Write out all of the entries that follow, word for word, but skip the pictures.

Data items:
◆ ◆ ◆ ◆ ◆
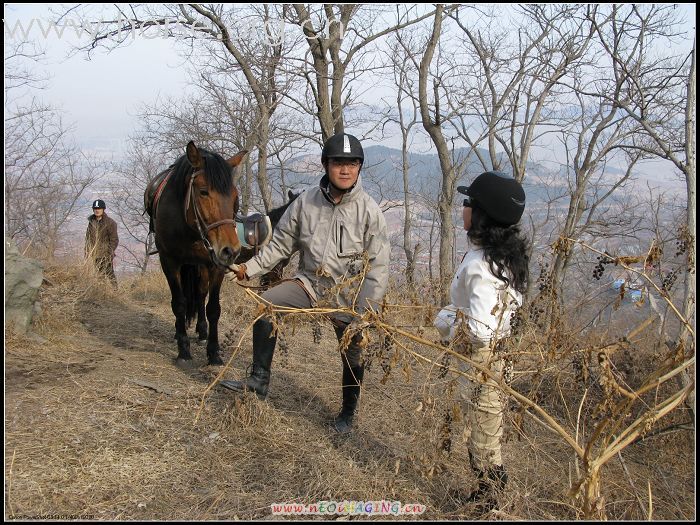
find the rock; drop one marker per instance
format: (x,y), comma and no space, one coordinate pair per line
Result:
(23,277)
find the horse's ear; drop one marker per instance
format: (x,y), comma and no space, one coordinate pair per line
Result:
(194,156)
(235,161)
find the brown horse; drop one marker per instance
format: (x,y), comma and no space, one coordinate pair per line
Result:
(192,206)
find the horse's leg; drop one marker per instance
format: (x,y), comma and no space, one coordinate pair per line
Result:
(178,304)
(216,276)
(202,290)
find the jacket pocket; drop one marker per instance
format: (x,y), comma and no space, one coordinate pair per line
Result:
(348,241)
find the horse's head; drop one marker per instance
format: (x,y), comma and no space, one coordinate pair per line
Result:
(212,202)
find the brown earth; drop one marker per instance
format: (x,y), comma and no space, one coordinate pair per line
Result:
(100,424)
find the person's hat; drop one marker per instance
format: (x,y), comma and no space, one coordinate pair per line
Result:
(343,146)
(498,194)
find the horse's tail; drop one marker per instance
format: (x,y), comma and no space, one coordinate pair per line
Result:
(189,276)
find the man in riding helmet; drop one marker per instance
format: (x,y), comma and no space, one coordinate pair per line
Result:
(334,226)
(101,240)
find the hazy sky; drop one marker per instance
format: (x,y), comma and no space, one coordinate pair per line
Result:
(101,96)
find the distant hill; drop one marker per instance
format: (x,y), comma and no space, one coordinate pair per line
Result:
(383,179)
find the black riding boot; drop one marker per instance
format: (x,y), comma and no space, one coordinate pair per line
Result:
(492,481)
(263,350)
(352,381)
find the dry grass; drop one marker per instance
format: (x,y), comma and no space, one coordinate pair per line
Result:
(100,423)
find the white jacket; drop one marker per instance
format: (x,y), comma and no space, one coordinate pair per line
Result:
(486,303)
(332,238)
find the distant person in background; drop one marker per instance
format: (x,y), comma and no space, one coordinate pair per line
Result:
(487,289)
(101,240)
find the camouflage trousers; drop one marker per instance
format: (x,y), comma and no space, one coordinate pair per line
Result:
(483,404)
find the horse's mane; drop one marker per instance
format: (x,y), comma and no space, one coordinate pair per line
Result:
(216,169)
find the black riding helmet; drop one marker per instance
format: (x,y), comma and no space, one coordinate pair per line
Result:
(498,194)
(342,146)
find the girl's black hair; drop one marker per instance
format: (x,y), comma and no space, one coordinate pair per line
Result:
(505,248)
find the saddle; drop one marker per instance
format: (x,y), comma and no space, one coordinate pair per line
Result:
(152,194)
(254,230)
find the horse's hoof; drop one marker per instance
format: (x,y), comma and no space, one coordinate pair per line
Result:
(184,363)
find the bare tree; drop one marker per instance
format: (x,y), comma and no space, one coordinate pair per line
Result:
(338,36)
(45,174)
(508,93)
(406,119)
(658,92)
(433,125)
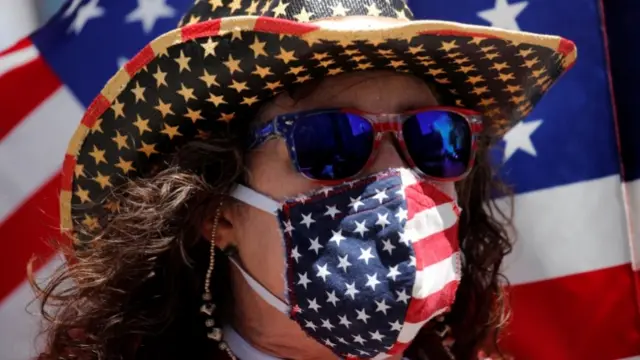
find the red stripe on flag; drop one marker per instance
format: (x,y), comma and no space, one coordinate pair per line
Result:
(398,348)
(282,26)
(421,309)
(22,44)
(19,95)
(584,316)
(68,171)
(436,247)
(28,232)
(423,196)
(139,61)
(202,29)
(458,33)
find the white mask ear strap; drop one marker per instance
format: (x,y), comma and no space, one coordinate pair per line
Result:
(255,199)
(265,294)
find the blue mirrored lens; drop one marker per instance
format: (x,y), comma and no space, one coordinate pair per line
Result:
(439,143)
(331,145)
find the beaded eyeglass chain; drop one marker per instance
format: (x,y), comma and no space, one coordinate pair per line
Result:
(208,307)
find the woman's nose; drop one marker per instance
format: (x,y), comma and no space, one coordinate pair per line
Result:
(388,156)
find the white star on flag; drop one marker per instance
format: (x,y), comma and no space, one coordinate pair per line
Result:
(519,138)
(88,11)
(503,15)
(72,8)
(149,11)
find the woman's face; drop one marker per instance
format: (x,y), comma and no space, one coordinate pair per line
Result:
(255,233)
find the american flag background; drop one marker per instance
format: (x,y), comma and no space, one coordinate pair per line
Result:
(574,163)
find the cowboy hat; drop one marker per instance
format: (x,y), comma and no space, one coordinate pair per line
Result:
(230,56)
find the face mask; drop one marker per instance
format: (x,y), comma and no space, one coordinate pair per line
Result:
(369,262)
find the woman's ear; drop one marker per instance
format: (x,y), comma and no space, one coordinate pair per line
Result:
(218,224)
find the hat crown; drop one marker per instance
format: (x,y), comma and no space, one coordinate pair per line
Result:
(296,10)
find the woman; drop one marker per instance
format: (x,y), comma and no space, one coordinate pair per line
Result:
(296,186)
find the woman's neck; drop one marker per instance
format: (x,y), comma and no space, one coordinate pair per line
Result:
(269,330)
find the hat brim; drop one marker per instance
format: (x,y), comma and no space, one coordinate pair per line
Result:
(202,78)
◆ ◆ ◆ ◆ ◆
Output for this exercise:
find the rock; drop one marker per instance
format: (x,y), comma and no space, one coordinate pair per line
Result:
(23,277)
find the horse's ear; drop one marker per instance
format: (x,y), comma and no space, one coordinate pair per line
Result:
(194,156)
(235,161)
find the brown horse; drop one marker per instance
format: (x,y), comma and no space, one coordinate pair per line
Result:
(192,206)
find the horse's leg; drop one marker per instance
format: (x,y), comma and no space, one coordinate pair per line
Result:
(178,304)
(216,276)
(202,290)
find the jacket pocket; drop one marker per instance
format: (x,y), comma and no space, one coordinate pair per line
Result:
(348,241)
find the horse's head; drop one marker per instance
format: (x,y), comma and no space, one coordinate pair per line
Result:
(212,202)
find the brown earth; drop one marker per instance
format: (x,y), comma and no space, one coordinate pair per line
Result:
(100,424)
find the person's hat; drop one marker per instance
format: (x,y), comma and no space, one coordinate pair per line
Result:
(343,146)
(498,194)
find the horse's tail; drop one marker per instance
format: (x,y), comma and no space, one coordinate pair per line
Result:
(189,276)
find the man in riding helmet; drop one marker per instance
format: (x,y), comma and no space, one coordinate pair per line
Result:
(334,226)
(101,240)
find the hazy sky; drop one marker per instance
format: (x,y), comma and no space, one coordinate pair per line
Result:
(101,96)
find the distant hill; drop one marker per instance
format: (x,y), comma and no space, one coordinate pair per line
Result:
(383,179)
find the black riding boot; drop one marker per instance
format: (x,y), comma and no space, one coordinate pair per line
Result:
(492,481)
(263,350)
(352,381)
find the dry grass; drop one marker per instance
format: (x,y), comma and no space, one coordinate pair per line
Result:
(100,423)
find the white jacket; drop one marker per instance
format: (x,y), comma and no space, one coordinate pair per line
Result:
(486,303)
(332,238)
find the distant person in background; drop one marker per instance
format: (x,y), comma and no space, one coordinate pair per line
Result:
(487,289)
(101,240)
find the camouflage trousers; drop one marker per instance
format: (x,y), comma and no space, one coordinate pair per line
Result:
(483,404)
find the horse's mane; drop one marker per instance
format: (x,y), comma and no space, one coordinate pair per line
Result:
(216,169)
find the black riding helmet; drop one marker per instance
format: (x,y), comma and no space, one coordinate pair per line
Result:
(498,194)
(342,146)
find the girl's black hair; drop one marker per instance
format: (x,y), comma and no space, one coordinate pair per line
Result:
(505,248)
find the saddle; drop one marker per instance
format: (x,y), comma and no space, one coordinate pair per line
Result:
(152,194)
(254,230)
find the horse's hoof; drop one marker per instance
format: (x,y), comma and no space, one coordinate pair per line
Result:
(184,363)
find the bare tree; drop one marker per instance
format: (x,y), comma and no space, one coordinate pair per line
Result:
(338,36)
(45,174)
(508,93)
(406,119)
(658,92)
(433,125)
find the red stripe on flag; drop one marker per instance
format: (x,y), comma and no space, one coordinate pair per line
Result:
(398,348)
(282,26)
(421,309)
(22,44)
(19,95)
(584,316)
(68,171)
(436,247)
(28,232)
(423,196)
(139,61)
(202,29)
(458,33)
find the white mask ear strap; drop one marker per instance
format: (x,y), comma and no space, one coordinate pair per line
Result:
(255,199)
(265,294)
find the blue mirrored lens; drop one marker per instance
format: (x,y), comma and no space, one coordinate pair per line
Result:
(439,143)
(331,145)
find the beaded eyeglass chain; drop one marker per instance
format: (x,y), comma and no space, one coordinate pair per line
Result:
(208,307)
find the woman's nose; drop one marker per instance
format: (x,y), comma and no space, one coordinate pair per line
Result:
(388,156)
find the white star on flag; drop one marker per instance
format: (x,y), comma and no space, one coordinate pair per line
Result:
(519,138)
(88,11)
(503,15)
(72,8)
(149,11)
find the woman's face; drop one marker per instance
format: (x,y), comma and no space, one coordinate pair per line
Result:
(255,233)
find the american flag background; drop one marker per instance
format: (x,y), comma and no space, one coordinate pair per line
Result:
(574,163)
find the cowboy hat; drop one marker per instance
format: (x,y), comma and no space, one coordinate pair per line
Result:
(230,56)
find the face mask; drop one marker per instance
format: (x,y), comma and no space, one coordinate pair per line
Result:
(369,262)
find the woman's ear; drop one marker per instance
format: (x,y), comma and no space, one coordinate pair per line
Result:
(218,224)
find the hat crown; drop one marker per instance
format: (x,y), comma and no space, one coordinate pair per line
Result:
(296,10)
find the woman; drop one marker per instance
format: (x,y), comma and no space, one coordinate pair per line
Result:
(296,186)
find the woman's neck; drop one marker per instance
format: (x,y), comma and no space, one coordinate pair per line
Result:
(269,330)
find the hat brim; drop one marker per instance
format: (x,y), comma and no space, one coordinate pair per line
Result:
(202,78)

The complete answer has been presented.